%%
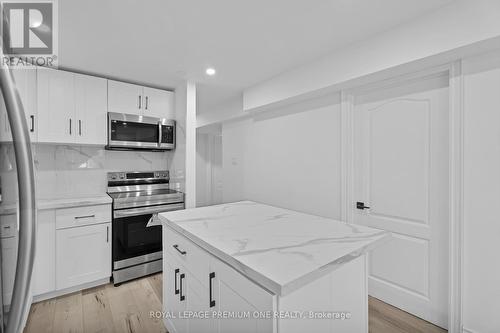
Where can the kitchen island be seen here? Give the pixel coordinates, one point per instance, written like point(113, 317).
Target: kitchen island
point(250, 267)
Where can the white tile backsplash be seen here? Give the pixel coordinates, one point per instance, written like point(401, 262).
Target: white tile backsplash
point(78, 171)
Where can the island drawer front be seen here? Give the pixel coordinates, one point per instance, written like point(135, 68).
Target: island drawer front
point(188, 254)
point(81, 216)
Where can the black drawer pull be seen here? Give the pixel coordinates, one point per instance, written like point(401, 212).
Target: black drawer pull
point(180, 281)
point(211, 276)
point(178, 250)
point(175, 283)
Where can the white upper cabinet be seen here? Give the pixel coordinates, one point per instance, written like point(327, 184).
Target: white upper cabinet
point(83, 255)
point(124, 97)
point(56, 106)
point(135, 99)
point(71, 108)
point(25, 80)
point(158, 103)
point(91, 106)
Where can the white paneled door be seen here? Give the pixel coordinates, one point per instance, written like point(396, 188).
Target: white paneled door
point(400, 184)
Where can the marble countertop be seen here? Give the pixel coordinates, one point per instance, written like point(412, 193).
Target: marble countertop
point(61, 203)
point(280, 249)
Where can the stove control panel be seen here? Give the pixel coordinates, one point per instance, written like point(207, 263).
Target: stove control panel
point(137, 176)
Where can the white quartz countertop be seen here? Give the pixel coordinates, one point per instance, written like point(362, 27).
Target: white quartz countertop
point(280, 249)
point(60, 203)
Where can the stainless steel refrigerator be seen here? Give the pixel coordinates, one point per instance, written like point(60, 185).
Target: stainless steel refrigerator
point(13, 320)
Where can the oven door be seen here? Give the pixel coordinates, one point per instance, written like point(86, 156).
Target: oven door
point(167, 134)
point(133, 241)
point(133, 131)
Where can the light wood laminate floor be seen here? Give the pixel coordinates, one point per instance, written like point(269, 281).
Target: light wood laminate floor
point(126, 309)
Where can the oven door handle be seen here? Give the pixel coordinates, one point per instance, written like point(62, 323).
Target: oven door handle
point(147, 210)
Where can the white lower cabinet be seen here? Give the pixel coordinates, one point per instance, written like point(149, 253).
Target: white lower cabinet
point(222, 291)
point(83, 255)
point(73, 249)
point(8, 243)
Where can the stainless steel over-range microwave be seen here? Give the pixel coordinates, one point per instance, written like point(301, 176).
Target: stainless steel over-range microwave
point(129, 131)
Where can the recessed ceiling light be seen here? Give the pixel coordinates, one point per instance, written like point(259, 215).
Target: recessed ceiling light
point(210, 71)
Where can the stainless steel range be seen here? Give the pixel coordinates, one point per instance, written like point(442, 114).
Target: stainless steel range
%%
Change every "pixel coordinates" in the records above to "image coordinates", keeping everything else the same. Leave out the pictures.

Reply:
Where can the kitchen island be seen here? Give the image coordinates, one point per instance, written like point(113, 317).
Target: kitchen island
point(250, 267)
Where can the white tile backsplash be seen here? Give the image coordinates, one point per instance, written like point(401, 262).
Target: white tile backsplash
point(78, 171)
Where can the island drawer front be seen here? Give the image coordinates, one point per instance, written like point(135, 68).
Target: island drawer front
point(188, 254)
point(81, 216)
Where can the black drawer pull be seen here? Give the image coordinates, one point per instance, written like point(401, 212).
Target: black drawer pull
point(180, 281)
point(211, 276)
point(178, 250)
point(175, 283)
Where can the white upper cabinet be seen here? Give the image coordinates, one point per instance, written like point(327, 184).
Target: white upper cabinet
point(83, 255)
point(124, 97)
point(56, 106)
point(135, 99)
point(71, 108)
point(25, 80)
point(158, 103)
point(91, 106)
Where can the white paneled door be seen here? Give the image coordinates, one point per instance, written like point(396, 188).
Target: white paneled door
point(400, 184)
Where can the marble countertop be seen here? Give the image coordinates, one point per instance, written like point(412, 193).
Target: marble countertop
point(61, 203)
point(280, 249)
Where can the stove control panel be seen here? Give the image coordinates, one point per instance, written like point(207, 263).
Target: stove control panel
point(137, 176)
Where can the white quartz countertop be seen here? Give the image coordinates, one point per instance, written like point(362, 27).
Target: white quartz countertop
point(280, 249)
point(60, 203)
Where can the stainless steel refrigerator be seen here? Give the image coordinates, one point per instance, written like point(60, 185).
Target: stainless steel refrigerator
point(13, 320)
Where can the oven door be seen here? Give the image coordinates, one point per instance, written like point(86, 156).
Target: oven door
point(167, 134)
point(133, 241)
point(133, 131)
Where can the light wood laminate floor be seen here? Give the image coordinates, one point per instance, written like point(269, 281).
Target: light wood laminate floor
point(126, 309)
Where can the oven door handle be seen here? Give the image coordinates, one point per instance, written like point(62, 323).
Target: oven door handle
point(147, 210)
Where can the white lower cabinet be seen here? Give the image coordinates, one point per instance, written like point(149, 253).
Target: white lower cabinet
point(222, 291)
point(83, 255)
point(73, 249)
point(8, 243)
Where can the stainless steel over-range microwave be seen here? Give the image coordinates, one point per instance, written like point(301, 176).
Target: stainless steel over-range microwave
point(129, 131)
Where can the recessed ceiling light be seen here? Give the image coordinates, one point per instance, written like point(259, 215).
Target: recessed ceiling light
point(210, 71)
Where can the stainless steel range be seen here? Give the image coordinates, one point per instance, written like point(442, 114).
Target: stainless steel range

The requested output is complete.